⟨

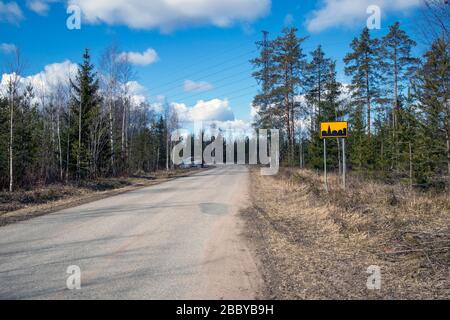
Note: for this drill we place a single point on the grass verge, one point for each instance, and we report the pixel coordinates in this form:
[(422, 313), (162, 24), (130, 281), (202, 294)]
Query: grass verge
[(313, 245)]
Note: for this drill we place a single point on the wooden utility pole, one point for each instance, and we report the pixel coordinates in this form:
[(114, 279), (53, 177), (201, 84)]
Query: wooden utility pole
[(344, 165)]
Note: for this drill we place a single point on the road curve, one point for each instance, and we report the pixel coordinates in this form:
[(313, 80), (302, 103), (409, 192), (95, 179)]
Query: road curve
[(177, 240)]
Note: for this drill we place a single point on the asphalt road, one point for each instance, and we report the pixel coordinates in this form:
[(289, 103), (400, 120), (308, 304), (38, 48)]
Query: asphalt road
[(177, 240)]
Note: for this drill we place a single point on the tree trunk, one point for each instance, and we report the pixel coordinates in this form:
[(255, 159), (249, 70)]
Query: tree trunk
[(111, 137), (11, 146), (59, 145), (68, 149)]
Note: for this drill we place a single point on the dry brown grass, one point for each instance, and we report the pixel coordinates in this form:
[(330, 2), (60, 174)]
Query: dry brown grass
[(314, 245)]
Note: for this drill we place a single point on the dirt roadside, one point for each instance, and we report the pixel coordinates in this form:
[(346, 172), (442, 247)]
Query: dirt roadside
[(312, 246), (86, 196)]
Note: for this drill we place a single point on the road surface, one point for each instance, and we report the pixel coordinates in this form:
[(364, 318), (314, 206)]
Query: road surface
[(177, 240)]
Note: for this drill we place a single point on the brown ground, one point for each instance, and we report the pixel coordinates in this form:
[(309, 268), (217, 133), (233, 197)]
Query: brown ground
[(23, 205), (317, 246)]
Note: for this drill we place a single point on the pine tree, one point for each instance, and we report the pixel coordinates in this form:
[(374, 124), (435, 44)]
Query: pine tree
[(85, 107), (398, 65), (264, 74), (290, 63)]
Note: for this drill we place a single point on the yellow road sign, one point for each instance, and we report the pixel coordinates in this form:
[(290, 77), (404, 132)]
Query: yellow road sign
[(329, 130)]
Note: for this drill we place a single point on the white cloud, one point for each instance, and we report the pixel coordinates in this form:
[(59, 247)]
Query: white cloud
[(7, 48), (46, 81), (168, 15), (337, 13), (212, 110), (201, 86), (41, 7), (10, 12), (145, 58), (53, 75)]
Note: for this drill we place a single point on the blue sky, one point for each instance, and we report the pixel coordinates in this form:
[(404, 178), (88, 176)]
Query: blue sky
[(206, 42)]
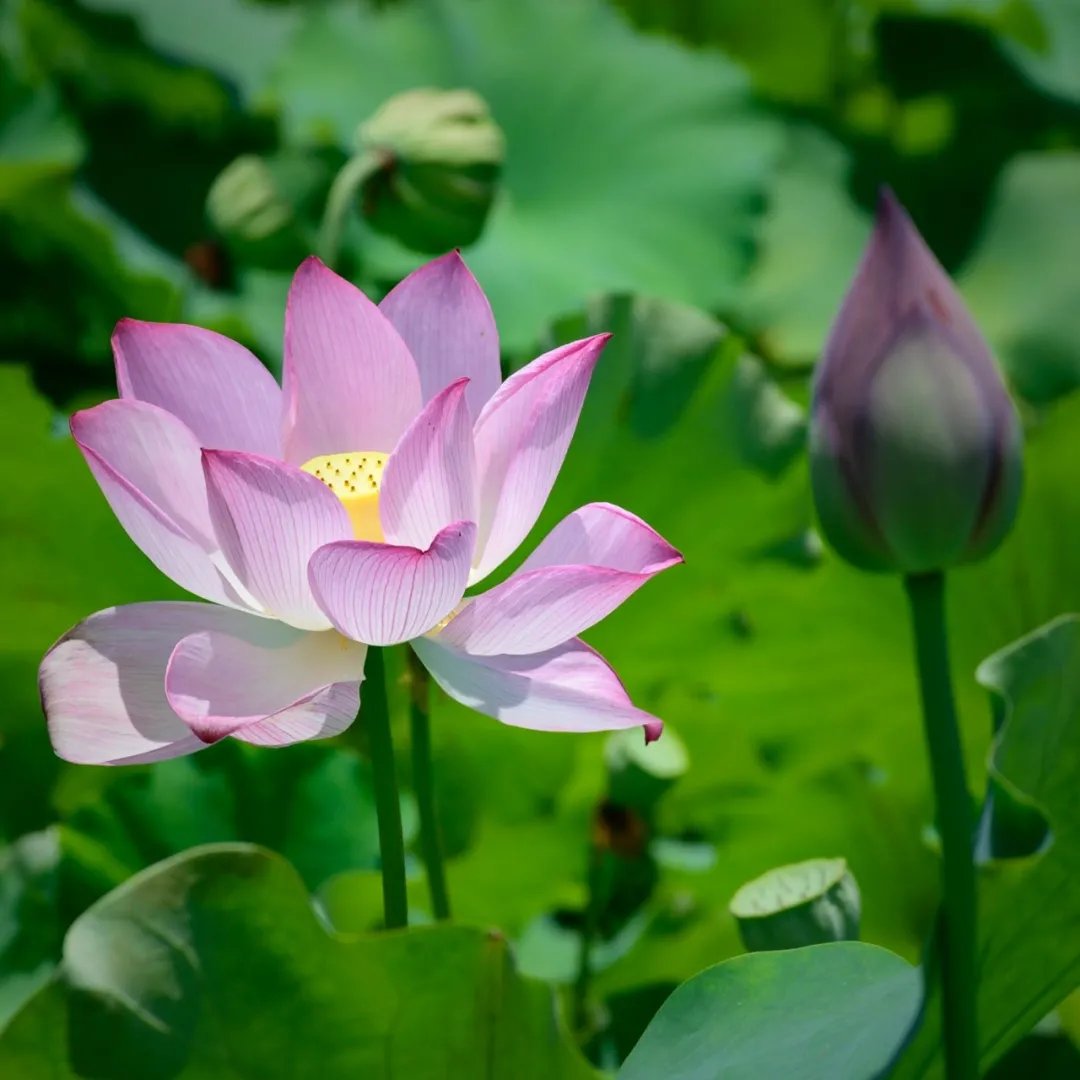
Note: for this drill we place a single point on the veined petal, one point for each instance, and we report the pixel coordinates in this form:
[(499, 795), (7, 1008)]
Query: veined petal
[(383, 594), (430, 480), (568, 688), (582, 570), (215, 386), (270, 518), (444, 318), (522, 437), (349, 380), (147, 464), (103, 684), (265, 683)]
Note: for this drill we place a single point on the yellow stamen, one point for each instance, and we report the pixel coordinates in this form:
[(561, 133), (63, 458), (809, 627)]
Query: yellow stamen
[(355, 478)]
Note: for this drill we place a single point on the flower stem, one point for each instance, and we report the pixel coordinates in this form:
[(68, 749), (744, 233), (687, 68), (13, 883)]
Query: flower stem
[(956, 939), (431, 840), (340, 200), (375, 714)]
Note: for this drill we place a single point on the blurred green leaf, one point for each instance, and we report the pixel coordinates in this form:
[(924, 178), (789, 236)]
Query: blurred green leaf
[(313, 804), (834, 1010), (1022, 282), (625, 118), (29, 928), (1029, 953), (213, 963)]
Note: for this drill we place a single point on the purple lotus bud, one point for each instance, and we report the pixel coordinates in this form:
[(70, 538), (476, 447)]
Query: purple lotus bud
[(915, 446)]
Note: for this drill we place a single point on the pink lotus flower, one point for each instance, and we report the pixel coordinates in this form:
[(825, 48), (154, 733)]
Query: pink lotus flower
[(350, 507)]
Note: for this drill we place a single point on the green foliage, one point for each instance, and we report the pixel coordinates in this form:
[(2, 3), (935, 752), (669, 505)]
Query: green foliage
[(213, 964), (698, 178), (831, 1010)]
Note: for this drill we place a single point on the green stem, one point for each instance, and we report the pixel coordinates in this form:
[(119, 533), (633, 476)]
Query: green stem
[(590, 927), (431, 840), (956, 941), (375, 715), (340, 201)]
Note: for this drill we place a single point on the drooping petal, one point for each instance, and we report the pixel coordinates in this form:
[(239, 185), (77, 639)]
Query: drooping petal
[(270, 518), (349, 380), (582, 570), (430, 480), (568, 688), (522, 437), (220, 391), (445, 320), (265, 683), (382, 594), (148, 466), (103, 684)]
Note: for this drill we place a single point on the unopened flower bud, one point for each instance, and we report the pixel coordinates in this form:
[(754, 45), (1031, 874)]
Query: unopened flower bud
[(258, 205), (442, 154), (915, 446)]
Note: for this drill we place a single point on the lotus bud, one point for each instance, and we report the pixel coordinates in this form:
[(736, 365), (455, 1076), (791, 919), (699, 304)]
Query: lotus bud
[(441, 154), (915, 445), (258, 205)]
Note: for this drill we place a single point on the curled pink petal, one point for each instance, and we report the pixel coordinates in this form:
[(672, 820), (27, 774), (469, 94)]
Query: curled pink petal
[(148, 467), (568, 688), (349, 380), (217, 388), (103, 684), (444, 318), (430, 480), (581, 571), (383, 594), (270, 517), (265, 683), (522, 437)]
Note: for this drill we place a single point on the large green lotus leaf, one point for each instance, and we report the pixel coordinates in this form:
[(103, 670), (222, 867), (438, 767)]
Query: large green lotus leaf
[(601, 124), (313, 804), (239, 39), (213, 964), (1021, 281), (834, 1010), (1029, 907)]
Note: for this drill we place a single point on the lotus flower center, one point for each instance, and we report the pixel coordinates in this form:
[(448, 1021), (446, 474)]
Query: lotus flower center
[(355, 478)]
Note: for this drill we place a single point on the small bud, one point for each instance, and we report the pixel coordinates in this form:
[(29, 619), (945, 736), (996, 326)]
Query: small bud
[(915, 446), (802, 904), (257, 205), (442, 154)]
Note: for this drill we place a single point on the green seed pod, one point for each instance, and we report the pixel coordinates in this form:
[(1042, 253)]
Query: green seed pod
[(915, 446), (440, 154), (802, 904)]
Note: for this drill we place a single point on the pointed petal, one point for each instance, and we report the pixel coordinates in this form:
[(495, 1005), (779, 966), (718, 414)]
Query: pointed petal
[(103, 684), (444, 318), (265, 683), (148, 467), (582, 570), (349, 380), (217, 388), (270, 518), (431, 476), (381, 594), (896, 278), (522, 437), (568, 688)]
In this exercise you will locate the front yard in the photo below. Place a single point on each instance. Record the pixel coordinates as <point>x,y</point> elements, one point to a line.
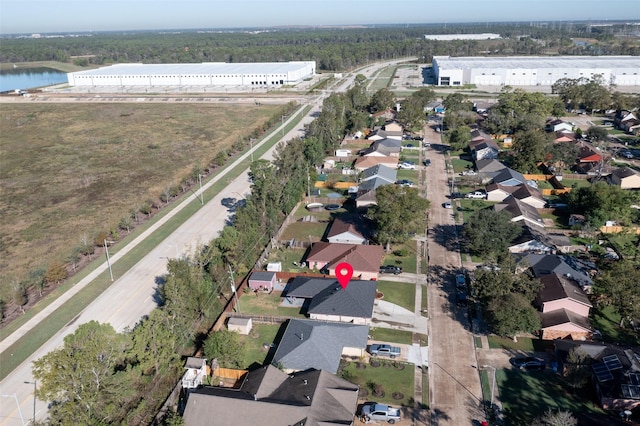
<point>526,395</point>
<point>393,377</point>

⟩

Each record needs to be reproduced exactly, and no image should be carried over.

Note: for this drill we place a single point on the grass verge, one point for each instance, and we report the pixel coordinates in this form:
[(422, 313), (162, 24), (130, 281), (202, 294)]
Query: grass verge
[(313, 245)]
Note: for this drill we place a single point on the wooden utility pole, one point for each instance, and we report the pixel coordinates in this form:
[(114, 279), (53, 177), (201, 84)]
Query: wooden utility pole
[(344, 165)]
Note: for this drill we place a single point on the road curve, one point for each instance, and we report the pixel coordinates in this form:
[(313, 80), (302, 103), (409, 192), (95, 179)]
Query: road curve
[(177, 240)]
Note: for this drill we place a single point on the asphalt road, one point for each instance, and we report the pixel coordinates in this form:
[(289, 103), (400, 120), (308, 304), (38, 48)]
Query: asphalt road
[(177, 240)]
Note: for this drill we place a single point on the tree trunk, one point for each instance, and we report the pixel coordinates in this form:
[(255, 159), (249, 70)]
Query: tree trunk
[(111, 137), (11, 146), (59, 145), (68, 149)]
Note: for this drill we place a single point on the dry brown grass, one point for each instance, and we report the pixel coordinates in this form:
[(330, 2), (60, 174)]
Query: dry brown grass
[(314, 245)]
Note: for this drill we place a single point on the dirt roadside, one point for each instance, and we report the pixel coordinates in this form:
[(346, 172), (442, 247)]
Query: dirt roadside
[(312, 246), (86, 196)]
Note: for this drill we place a single point on the road surface, one point for each instance, and we report the pixel coordinates in this form:
[(364, 318), (314, 206)]
Query: road surface
[(177, 240)]
Note: for this drill we place a single point on the brown ground, one point for each instance, and we report the pixel coordinates in this form:
[(309, 268), (217, 133), (233, 197)]
Query: brown ground
[(23, 205), (317, 246)]
Note: for this drill we place a single point on the pine tree, one point for each instance, and we report the pixel coordinates in this form:
[(374, 124), (435, 44)]
Query: pine tree
[(85, 107), (398, 65), (264, 74), (290, 63)]
Note: for this drill we place a single point on the yellow road sign, one point for each instance, and we report the pixel coordinates in this form:
[(290, 77), (404, 132)]
Query: yellow road sign
[(329, 130)]
Note: for this drill we place a single point on the white cloud, one point for each instance, and we report the pixel coordinates in this form:
[(59, 247)]
Query: white cloud
[(7, 48), (46, 81), (168, 15), (337, 13), (212, 110), (201, 86), (41, 7), (10, 12), (145, 58), (53, 75)]
Note: for this drill we place a single point on the blue sky, one point for each instance, and we report the pixel coordinates in this form:
[(404, 178), (88, 176)]
Query: blue sky
[(206, 42)]
Note: for this drill we place a single point on the veined petal, one point for each instance, and we report the pixel coordinates in this form:
[(499, 795), (7, 1008)]
Query: veined petal
[(383, 594), (430, 480), (568, 688), (582, 570), (215, 386), (270, 518), (444, 318), (522, 437), (349, 380), (147, 464), (103, 684), (265, 683)]
Note: for this drill we place a single point on the yellow stamen, one point for each instance, and we report the pixel coordinates in this form:
[(561, 133), (63, 458), (809, 627)]
Query: yellow stamen
[(355, 478)]
Note: for this drill we place a single point on the flower stem, one point for each instance, and we report the pixel coordinates in this form:
[(68, 749), (744, 233), (687, 68), (13, 883)]
Query: flower stem
[(956, 939), (431, 840), (340, 200), (375, 714)]
Note: for this drill we place a single point on the blurred green leaf, one point for each instance, and we report the pixel coordinates in this form:
[(924, 178), (789, 236)]
Query: blurred green leaf
[(313, 804), (834, 1010), (1022, 282), (625, 118), (29, 928), (1029, 953), (213, 963)]
Note: for this drill we place a single point on the purple lotus bud, one point for each instance, and we report the pixel coordinates in this form:
[(70, 538), (476, 447)]
Query: purple lotus bud
[(915, 446)]
Note: for this drill we place a single point on the pink lotus flower, one point for each instance, and we report the pixel coordinates in this form:
[(825, 48), (154, 733)]
Query: pink lotus flower
[(350, 507)]
Note: for this drill we place a single point on the green foliage, one point for each instance, and we report the pixel coordinates in this form:
[(2, 3), (935, 752), (669, 505)]
Query: green foliage
[(213, 964), (698, 178), (831, 1010)]
Note: for this drill we place a single point on the green stem, one point for each instance, and we report the pixel coordinates in this form:
[(119, 533), (633, 476)]
Query: green stem
[(590, 927), (431, 840), (956, 941), (375, 715), (340, 201)]
Note: for this drill we place a single point on the drooping petal, one point for each instance, and we report the pixel coordinates in this form:
[(239, 185), (77, 639)]
Query: drooping petal
[(270, 518), (349, 380), (582, 570), (430, 480), (568, 688), (522, 437), (220, 391), (445, 320), (265, 683), (382, 594), (148, 466), (103, 684)]
Note: for this drill we place a single point on the unopened flower bud, one point for each instance, and we report the pixel coordinates in this form:
[(754, 45), (1031, 874)]
Query: unopened flower bud
[(258, 205), (442, 154), (915, 446)]
Note: for this drill we place a single point on the lotus bud, one point for each instance, and we report the pixel coordinates in this form:
[(736, 365), (455, 1076), (791, 919), (699, 304)]
Query: lotus bud
[(441, 154), (915, 445), (258, 205)]
Note: for this drill we place a single point on the curled pink petal, one point for each instance, and we report the pixel coordinates in this form:
[(672, 820), (27, 774), (469, 94)]
Query: curled pink petal
[(148, 467), (568, 688), (349, 380), (217, 388), (103, 684), (444, 318), (430, 480), (581, 571), (383, 594), (270, 517), (265, 683), (522, 437)]
Note: for this drill we place a single point on the large green lotus leaf, one point for each instance, and we report the pixel coordinates in this form:
[(103, 670), (222, 867), (438, 767)]
Query: large green lotus leaf
[(601, 124), (313, 804), (239, 39), (213, 964), (1021, 281), (834, 1010), (1029, 907)]
Note: for this drill we place a single point on the lotus flower center, one point for each instance, and we report the pixel coordinates in this form:
[(448, 1021), (446, 474)]
Query: lotus flower center
[(355, 478)]
Note: for this drill we place a single point on the small bud, one point for each instance, and we report the pixel coordinates in this form:
[(29, 619), (945, 736), (996, 326)]
Query: small bud
[(915, 446), (802, 904), (257, 205), (442, 154)]
Note: for this drill we place a single point on the green seed pod, one point for each instance, and we report the pixel coordinates in this form:
[(1042, 253)]
Query: green seed pod
[(915, 446), (440, 154), (802, 904)]
Note: for this drill we place a single point on the pointed petal, one point for each instance, and we report the pixel coordinates in this form:
[(495, 1005), (779, 966), (718, 414)]
Query: pointed petal
[(103, 684), (444, 318), (265, 683), (148, 467), (582, 570), (349, 380), (217, 388), (270, 518), (431, 476), (381, 594), (896, 278), (522, 437), (568, 688)]
In this exercise you will locate the front yard in the photo below. Place a single point on each instance. Record the pixel coordinates as <point>x,y</point> elements, one point to a line.
<point>526,395</point>
<point>393,377</point>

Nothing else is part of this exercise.